(Dataset items)

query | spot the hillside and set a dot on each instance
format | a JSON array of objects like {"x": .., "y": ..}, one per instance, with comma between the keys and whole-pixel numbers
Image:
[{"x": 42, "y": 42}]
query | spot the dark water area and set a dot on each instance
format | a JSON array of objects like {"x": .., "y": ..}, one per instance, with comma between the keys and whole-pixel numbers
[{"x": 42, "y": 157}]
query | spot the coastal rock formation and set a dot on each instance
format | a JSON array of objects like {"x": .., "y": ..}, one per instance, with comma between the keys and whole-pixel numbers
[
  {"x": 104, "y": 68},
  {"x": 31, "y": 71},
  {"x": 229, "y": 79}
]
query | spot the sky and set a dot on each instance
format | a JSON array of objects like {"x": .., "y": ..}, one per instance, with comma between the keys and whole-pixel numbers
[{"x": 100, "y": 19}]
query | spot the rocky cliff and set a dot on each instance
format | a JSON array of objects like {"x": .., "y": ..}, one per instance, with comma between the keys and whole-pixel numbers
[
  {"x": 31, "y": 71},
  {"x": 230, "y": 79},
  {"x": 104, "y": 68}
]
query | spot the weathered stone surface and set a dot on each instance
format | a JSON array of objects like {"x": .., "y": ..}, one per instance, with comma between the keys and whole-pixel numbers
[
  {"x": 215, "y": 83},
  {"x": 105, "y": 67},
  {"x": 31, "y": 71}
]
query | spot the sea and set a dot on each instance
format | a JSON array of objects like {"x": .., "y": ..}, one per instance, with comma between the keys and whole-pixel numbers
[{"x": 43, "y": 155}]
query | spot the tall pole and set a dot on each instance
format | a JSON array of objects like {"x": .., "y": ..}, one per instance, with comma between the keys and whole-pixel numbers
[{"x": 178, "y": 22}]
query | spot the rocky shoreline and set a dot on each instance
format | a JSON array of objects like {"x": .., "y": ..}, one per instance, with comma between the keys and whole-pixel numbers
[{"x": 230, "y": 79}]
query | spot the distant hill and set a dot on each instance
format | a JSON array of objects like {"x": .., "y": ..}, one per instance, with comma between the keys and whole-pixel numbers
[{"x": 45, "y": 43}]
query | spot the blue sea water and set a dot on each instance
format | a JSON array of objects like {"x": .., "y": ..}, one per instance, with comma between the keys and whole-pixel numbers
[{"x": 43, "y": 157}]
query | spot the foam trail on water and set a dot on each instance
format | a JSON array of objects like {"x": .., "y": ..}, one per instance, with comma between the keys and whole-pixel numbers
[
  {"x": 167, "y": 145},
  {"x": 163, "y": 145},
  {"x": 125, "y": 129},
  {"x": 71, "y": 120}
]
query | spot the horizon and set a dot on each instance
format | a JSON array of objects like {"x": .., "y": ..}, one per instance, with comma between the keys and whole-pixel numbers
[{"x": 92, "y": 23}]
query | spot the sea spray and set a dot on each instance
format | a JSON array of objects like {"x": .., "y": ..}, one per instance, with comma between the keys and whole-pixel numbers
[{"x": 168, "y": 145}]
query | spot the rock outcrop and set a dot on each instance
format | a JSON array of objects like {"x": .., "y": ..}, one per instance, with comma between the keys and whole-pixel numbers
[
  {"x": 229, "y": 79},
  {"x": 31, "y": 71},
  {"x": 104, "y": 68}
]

## BRIEF
Word for word, write out all of the data above.

## ANSWER BOX
query | spot the hillside and set a dot on each instance
format | a JSON array of objects like {"x": .., "y": ..}, one per instance, with comma between the keys and whole-pixel numbers
Image:
[{"x": 42, "y": 42}]
query | spot the dark water area and set a dot on each instance
format | a JSON array of objects like {"x": .., "y": ..}, one per instance, with comma between the keys and whole-pixel numbers
[{"x": 42, "y": 157}]
query | spot the coastal rock formation and set a dot on each instance
format | a JSON array of objects like {"x": .., "y": ..}, one per instance, with comma between the keys and whole-pixel numbers
[
  {"x": 104, "y": 68},
  {"x": 31, "y": 71},
  {"x": 229, "y": 79}
]
query | spot the sky and set a dot on each instance
format | a JSON array of objects like {"x": .., "y": ..}, one per instance, with comma between the keys and whole-pixel numbers
[{"x": 100, "y": 19}]
query | spot the rocky cliff and set a dot on each instance
format | a JSON array of objects like {"x": .., "y": ..}, one per instance, with comma between the keys and whole-pixel numbers
[
  {"x": 31, "y": 71},
  {"x": 230, "y": 79},
  {"x": 104, "y": 68}
]
query | spot the weathered stone surface and set a dot on each instance
format | a JSON array of objects like {"x": .., "y": ..}, one per instance, with comma between the keys and whole-pixel numbers
[
  {"x": 215, "y": 83},
  {"x": 105, "y": 67},
  {"x": 31, "y": 71}
]
query | spot the sea and set a dot on each instance
format | a JSON array of objects like {"x": .., "y": ..}, one per instance, with comma between the keys and whole-pixel numbers
[{"x": 43, "y": 155}]
query | spot the tall pole and set a dot on each instance
format | a JSON array of objects like {"x": .., "y": ..}, one per instance, with comma between the keys and whole-pixel numbers
[{"x": 178, "y": 22}]
query | spot the rocky shoreline and set a dot on each instance
format | a JSON array of objects like {"x": .., "y": ..}, one per instance, with comma between the keys and whole-pixel numbers
[{"x": 230, "y": 79}]
query | spot the distant hill and set a dot on each instance
format | a JSON array of objects like {"x": .., "y": ..}, one per instance, with comma between the keys and whole-pixel numbers
[{"x": 45, "y": 43}]
query | spot the blue sea water and set a dot on each instance
format | a JSON array of objects like {"x": .., "y": ..}, one per instance, with comma between the keys and whole-pixel numbers
[{"x": 43, "y": 157}]
query | spot the foam trail on water and set a dot on each instance
format | a JSON array of objects like {"x": .., "y": ..}, one per instance, with comma between the keys and whole-pixel numbers
[
  {"x": 167, "y": 145},
  {"x": 163, "y": 145},
  {"x": 125, "y": 129},
  {"x": 71, "y": 120}
]
query | spot the horizon and set a dot on each instance
format | a JSON array of objects like {"x": .., "y": ..}, one per instance, with comma between the keys and whole-pixel numbers
[{"x": 92, "y": 23}]
query | spot the sea spray and set a dot on each instance
format | a JSON array of objects like {"x": .., "y": ..}, one per instance, with comma between the keys and whole-pixel numbers
[{"x": 168, "y": 145}]
query | spot the rock outcrop and set a dot on each instance
format | a JSON array of objects like {"x": .., "y": ..}, one per instance, with comma between the keys and whole-pixel numbers
[
  {"x": 229, "y": 79},
  {"x": 31, "y": 71},
  {"x": 104, "y": 68}
]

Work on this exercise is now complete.